REQUIRED ACTION:
The response should consist of the records that follow, repeated exactly.

________________

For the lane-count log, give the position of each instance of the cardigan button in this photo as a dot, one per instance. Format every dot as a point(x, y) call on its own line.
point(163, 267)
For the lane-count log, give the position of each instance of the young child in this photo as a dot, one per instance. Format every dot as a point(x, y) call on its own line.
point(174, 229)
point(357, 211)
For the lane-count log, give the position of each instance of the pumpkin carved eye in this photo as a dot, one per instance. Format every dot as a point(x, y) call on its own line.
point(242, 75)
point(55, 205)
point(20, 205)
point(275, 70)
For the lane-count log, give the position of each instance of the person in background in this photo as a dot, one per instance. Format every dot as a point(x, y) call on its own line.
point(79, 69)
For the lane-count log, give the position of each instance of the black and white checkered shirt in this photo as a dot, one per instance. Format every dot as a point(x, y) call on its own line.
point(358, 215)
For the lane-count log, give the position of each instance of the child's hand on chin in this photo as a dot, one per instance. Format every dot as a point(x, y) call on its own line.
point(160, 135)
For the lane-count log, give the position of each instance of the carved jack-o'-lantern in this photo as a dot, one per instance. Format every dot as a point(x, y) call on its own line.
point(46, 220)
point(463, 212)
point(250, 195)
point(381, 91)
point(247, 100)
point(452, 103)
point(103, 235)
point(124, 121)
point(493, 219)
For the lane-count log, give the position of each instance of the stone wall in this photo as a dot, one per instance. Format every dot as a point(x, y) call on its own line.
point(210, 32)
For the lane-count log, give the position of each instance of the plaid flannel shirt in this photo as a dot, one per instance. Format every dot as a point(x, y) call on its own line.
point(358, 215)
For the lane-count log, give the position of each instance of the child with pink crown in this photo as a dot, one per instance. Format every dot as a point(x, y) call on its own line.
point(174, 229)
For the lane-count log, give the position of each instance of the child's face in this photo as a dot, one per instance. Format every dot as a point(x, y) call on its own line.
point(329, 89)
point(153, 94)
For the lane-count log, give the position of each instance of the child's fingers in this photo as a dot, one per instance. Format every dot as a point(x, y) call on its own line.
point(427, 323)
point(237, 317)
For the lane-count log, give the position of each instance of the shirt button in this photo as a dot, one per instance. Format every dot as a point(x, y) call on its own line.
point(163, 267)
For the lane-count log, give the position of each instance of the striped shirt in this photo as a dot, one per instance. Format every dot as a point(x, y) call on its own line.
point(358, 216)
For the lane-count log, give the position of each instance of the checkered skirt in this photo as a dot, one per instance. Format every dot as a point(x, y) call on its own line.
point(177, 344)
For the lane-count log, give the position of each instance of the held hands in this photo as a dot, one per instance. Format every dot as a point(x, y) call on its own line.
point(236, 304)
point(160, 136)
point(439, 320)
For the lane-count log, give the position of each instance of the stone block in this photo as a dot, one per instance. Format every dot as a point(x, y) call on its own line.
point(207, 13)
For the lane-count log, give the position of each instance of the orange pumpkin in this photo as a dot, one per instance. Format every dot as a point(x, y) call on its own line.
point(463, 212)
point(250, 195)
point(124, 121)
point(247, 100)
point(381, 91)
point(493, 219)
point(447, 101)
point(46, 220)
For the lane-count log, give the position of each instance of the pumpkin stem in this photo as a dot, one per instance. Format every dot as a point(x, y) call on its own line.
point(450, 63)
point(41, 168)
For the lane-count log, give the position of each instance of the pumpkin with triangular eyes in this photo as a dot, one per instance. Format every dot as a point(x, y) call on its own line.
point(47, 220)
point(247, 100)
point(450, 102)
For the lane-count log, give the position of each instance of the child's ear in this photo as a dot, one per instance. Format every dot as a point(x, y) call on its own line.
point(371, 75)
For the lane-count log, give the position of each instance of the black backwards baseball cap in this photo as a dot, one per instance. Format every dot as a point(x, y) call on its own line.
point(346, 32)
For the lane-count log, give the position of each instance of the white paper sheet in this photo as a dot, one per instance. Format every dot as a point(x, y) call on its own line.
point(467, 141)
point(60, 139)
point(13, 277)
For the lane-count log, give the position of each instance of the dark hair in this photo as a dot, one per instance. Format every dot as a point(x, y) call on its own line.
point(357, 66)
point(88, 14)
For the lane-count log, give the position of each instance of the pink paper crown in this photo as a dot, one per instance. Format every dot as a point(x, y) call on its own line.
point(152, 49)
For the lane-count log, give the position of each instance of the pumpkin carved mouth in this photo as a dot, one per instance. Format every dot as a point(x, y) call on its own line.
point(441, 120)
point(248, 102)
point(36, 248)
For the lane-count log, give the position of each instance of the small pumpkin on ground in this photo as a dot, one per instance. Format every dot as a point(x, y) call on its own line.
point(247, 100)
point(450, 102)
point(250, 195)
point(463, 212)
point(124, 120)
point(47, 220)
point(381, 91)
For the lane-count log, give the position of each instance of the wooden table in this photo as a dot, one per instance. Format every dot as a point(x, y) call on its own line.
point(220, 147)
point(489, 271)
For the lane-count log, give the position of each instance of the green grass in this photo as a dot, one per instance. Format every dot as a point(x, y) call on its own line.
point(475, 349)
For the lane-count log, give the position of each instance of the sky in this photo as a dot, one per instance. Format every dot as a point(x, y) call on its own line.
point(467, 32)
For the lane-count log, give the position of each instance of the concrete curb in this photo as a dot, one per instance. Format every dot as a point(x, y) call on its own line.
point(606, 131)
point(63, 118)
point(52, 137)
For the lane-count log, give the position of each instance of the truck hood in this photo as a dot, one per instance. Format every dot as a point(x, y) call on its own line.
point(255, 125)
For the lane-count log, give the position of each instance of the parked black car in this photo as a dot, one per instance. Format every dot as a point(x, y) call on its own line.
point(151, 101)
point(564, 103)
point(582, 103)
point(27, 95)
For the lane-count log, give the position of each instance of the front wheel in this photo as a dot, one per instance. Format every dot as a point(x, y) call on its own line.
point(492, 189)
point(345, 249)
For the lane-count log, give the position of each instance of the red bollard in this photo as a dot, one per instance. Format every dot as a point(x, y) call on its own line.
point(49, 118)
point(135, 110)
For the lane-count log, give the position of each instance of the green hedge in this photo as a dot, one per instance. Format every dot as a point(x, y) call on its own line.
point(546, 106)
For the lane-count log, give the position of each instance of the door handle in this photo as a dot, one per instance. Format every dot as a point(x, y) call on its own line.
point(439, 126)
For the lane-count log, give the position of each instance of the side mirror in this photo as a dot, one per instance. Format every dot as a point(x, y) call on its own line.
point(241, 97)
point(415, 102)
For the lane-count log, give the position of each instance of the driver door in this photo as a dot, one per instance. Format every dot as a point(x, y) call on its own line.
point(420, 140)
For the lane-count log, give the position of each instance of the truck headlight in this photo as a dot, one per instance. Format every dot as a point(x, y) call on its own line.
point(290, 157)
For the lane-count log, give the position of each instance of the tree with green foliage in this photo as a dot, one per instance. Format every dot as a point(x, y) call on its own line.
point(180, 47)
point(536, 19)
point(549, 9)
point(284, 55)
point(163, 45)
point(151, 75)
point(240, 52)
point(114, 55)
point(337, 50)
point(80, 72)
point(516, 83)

________________

RESULT OF THE TASK:
For the lane-count log, give the position of each instance of the cardigan button in this photo as a dot, one per instance. Format every dot as a point(x, y) call on its own line.
point(163, 267)
For the lane-count log, give the position of each instance of the young child in this photo as a dot, one per instance. Format every dot as a point(x, y) call on its own line.
point(174, 229)
point(357, 211)
For the lane-count log, give the position of each instance of the pumpkin carved eye in this photo as a dot, one per instance. Format every dot as a point(x, y) call on its own line.
point(242, 75)
point(55, 205)
point(20, 205)
point(275, 70)
For the lane-count log, give the position of each instance of the person in background in this photo as a dot, one per instance. Format every dot as a point(x, y) call on its own line.
point(79, 69)
For the lane-count log, give the position of each instance of the black and white checkered shirt in this photo as a dot, one per instance. Format every dot as a point(x, y) call on its own line.
point(358, 215)
For the lane-count log, give the position of each instance of the child's hand on chin in this photo as a dot, one per instance. Format every dot as a point(x, y) call on its own line.
point(160, 135)
For the lane-count log, give the position of each instance of the carved jack-o'-lantern in this photo as a dot, one per instance. Format every dot as a point(x, y) call on its own line.
point(46, 220)
point(463, 212)
point(250, 195)
point(381, 91)
point(247, 100)
point(452, 103)
point(103, 235)
point(124, 121)
point(493, 219)
For the lane-count log, give the position of each instance of the stone wall in this photo as a dot, one per instance. Format every dot as a point(x, y) call on its own line.
point(210, 32)
For the lane-count log, give the position of each instance of the plaid flannel shirt in this photo as a dot, one per instance. Format every dot as a point(x, y) call on its own line.
point(358, 215)
For the lane-count log, give the position of each instance of the child with pink crown in this photo as a dot, one per instance. Format every dot as a point(x, y) call on its own line.
point(174, 229)
For the lane-count log, give the position of each instance of the child's face in this photo as a dot, one per instance. Format every dot as a point(x, y) call on its own line.
point(329, 89)
point(153, 94)
For the lane-count log, give the position of each instance of the child's fingers in this photo as a dot, one per instance. Format every dot as a point(x, y) call on its own line.
point(427, 323)
point(237, 317)
For the lane-count log, give the position of each instance of the shirt button in this photo as a dot, one per instance. Format every dot as a point(x, y) call on its own line.
point(163, 267)
For the lane-count log, give the position of each instance of the striped shirt in this photo as a dot, one per instance. Format every dot as a point(x, y) call on its own line.
point(358, 216)
For the lane-count log, give the position of each instance of the checkered skirt in this photo as a dot, one per instance. Format every dot as a point(x, y) call on its own line.
point(177, 344)
For the lane-count log, give the position of each instance of the held hands in this photo as a dot, one per instance. Format every dot as a point(x, y) call on its own line.
point(236, 304)
point(160, 136)
point(439, 320)
For the lane-count log, give the position of each instance of the stone block in this photo as a dot, one per instance. Format every dot as a point(x, y) call on its own line.
point(207, 13)
For the lane-count log, give the position of each instance of the orange pumpkin in this photo as a dot, one per instance. Format every dot as a point(x, y) call on its own line.
point(463, 212)
point(250, 195)
point(124, 121)
point(247, 100)
point(381, 91)
point(493, 219)
point(447, 101)
point(46, 220)
For the lane-count log, give the position of each instance of the pumpkin stem in this photo as a dot, one per instance. Format every dot as a point(x, y) call on its own line.
point(450, 63)
point(41, 168)
For the lane-count log, give the position of each instance of the pumpkin with triangular eyes in this photo as a dot, one per instance. Format every dot as a point(x, y) call on its own line.
point(47, 220)
point(247, 100)
point(450, 102)
For the lane-count log, give the position of each instance of the child's ear in this photo as a dot, one per instance. Format every dot as a point(x, y) call on its own line.
point(371, 75)
For the lane-count log, give the position of each instance of the black backwards baseball cap in this photo as a dot, one per instance. Format every dot as a point(x, y) call on its own line.
point(346, 32)
For the lane-count log, give the position of each instance of the white paper sheet in this photo as a dot, one per instance. Format every dot as a point(x, y) call on its own line.
point(467, 141)
point(60, 139)
point(13, 277)
For the lane-count log, give the position of each instance of the dark hair in this photo as a dot, one per instance. Format every dot as a point(x, y) call on its own line.
point(357, 66)
point(88, 14)
For the lane-count log, give the position of each instance of the pink paper crown in this photo as a dot, one per instance. Format every dot as a point(x, y) call on its own line.
point(152, 49)
For the lane-count log, give the position of each instance of the pumpkin carved mouth in this photo as a dot, one per instance. Format every dot as a point(x, y) call on its own line.
point(441, 120)
point(248, 102)
point(36, 248)
For the lane-count log, give the position of each instance of the small pumpkin on ground in this photo as a dot, one per instance. Format every dot as a point(x, y) call on its own line.
point(247, 100)
point(450, 102)
point(250, 195)
point(463, 212)
point(124, 120)
point(47, 220)
point(381, 91)
For the lane-count log, give the position of each instance of the wooden table in this photo as a dot, one per instance. Format every dot as a point(x, y) call on its own line.
point(220, 147)
point(489, 271)
For the lane-count log, give the position of each instance of the green grass in this photo as a dot, one per instance. Format every dot as a point(x, y) call on its own line.
point(475, 349)
For the lane-count log, give the position of each instance of the sky in this photo as a dot, one per instance. Format every dot as a point(x, y) call on its own line.
point(467, 32)
For the lane-count log, give the position of each instance of the concrete curb in this photo as a dot, one per instance. Format every dot as a point(x, y) call on its own line.
point(606, 131)
point(63, 118)
point(52, 137)
For the lane-count log, give the position of each instance of the truck hood in this photo as a dot, one per instance. Format every dot as a point(x, y) call on its own line.
point(255, 125)
For the lane-count log, give the position of each instance of the parked black car in this photo as a dot, one per instance. Format every dot as a point(x, y) call on its own line.
point(151, 101)
point(564, 103)
point(582, 103)
point(27, 95)
For the lane-count log, give the position of each instance of the front wheel in this photo as a dot, one per instance. Format every dot as a point(x, y) call on its own line.
point(492, 189)
point(345, 249)
For the lane-count log, give the position of each instance of the red bollard in this photo as a dot, one per instance. Format every dot as a point(x, y) call on its own line.
point(49, 118)
point(135, 110)
For the lane-count log, give the position of each instance of the green hedge in this photo as a dot, one per instance. Format every dot as a point(x, y) call on its own line.
point(546, 106)
For the lane-count log, give the position of each instance of the door handle in this photo as a dot, one per instance. Format every dot as a point(x, y) call on its own line.
point(439, 126)
For the lane-count log, give the position of each instance of the side mirror in this photo as a dot, one per instance. Format every dot as a point(x, y) call on its own line.
point(241, 97)
point(415, 102)
For the lane-count log, give the position of each instance of the driver door in this photo as a dot, one per instance. Format every dot as a point(x, y) call on its own line.
point(420, 140)
For the lane-count log, give the position of each instance of the truck headlight in this photo as a dot, one per instance. Format every dot as a point(x, y) call on its own line.
point(290, 157)
For the lane-count log, give the position of each instance of the tree with green foliage in this photo as a dot, one per instance. Format every dot as a point(x, y) call on its own line.
point(180, 47)
point(536, 19)
point(549, 9)
point(284, 55)
point(163, 45)
point(151, 75)
point(240, 52)
point(114, 55)
point(337, 50)
point(80, 72)
point(516, 83)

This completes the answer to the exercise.